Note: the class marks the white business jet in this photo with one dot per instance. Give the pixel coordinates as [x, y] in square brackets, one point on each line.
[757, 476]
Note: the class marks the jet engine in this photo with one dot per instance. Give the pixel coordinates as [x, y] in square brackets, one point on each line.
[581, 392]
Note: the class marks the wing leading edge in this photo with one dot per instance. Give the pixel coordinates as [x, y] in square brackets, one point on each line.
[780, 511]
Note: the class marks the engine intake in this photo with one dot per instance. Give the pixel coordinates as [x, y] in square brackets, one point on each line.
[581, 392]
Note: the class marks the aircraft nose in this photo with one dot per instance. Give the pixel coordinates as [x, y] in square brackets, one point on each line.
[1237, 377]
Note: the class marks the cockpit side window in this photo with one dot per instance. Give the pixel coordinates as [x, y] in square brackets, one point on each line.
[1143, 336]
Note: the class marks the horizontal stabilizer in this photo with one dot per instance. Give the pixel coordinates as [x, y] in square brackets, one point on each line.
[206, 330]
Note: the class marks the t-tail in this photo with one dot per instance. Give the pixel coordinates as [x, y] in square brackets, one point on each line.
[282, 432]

####################

__What you have to do__: Copy out, word for word, the stretch of items from the line containing "Note: the class marks the cockpit" through the last line of the items, including both of those lines.

__Answer below__:
Note: the class marks the cockpit side window in this photo with one dot per instance. Give the pixel coordinates as [x, y] in square brackets, one point on each line.
[1143, 336]
Note: the class marks the horizontal stabilizer in this photo with one dot per instance. Give the pixel coordinates as [x, y] in square brackets, one point on each line.
[206, 330]
Note: the class marks the t-tail in this photo with one dot per instance. Give the pixel coordinates as [x, y] in square brackets, one point on each line.
[282, 432]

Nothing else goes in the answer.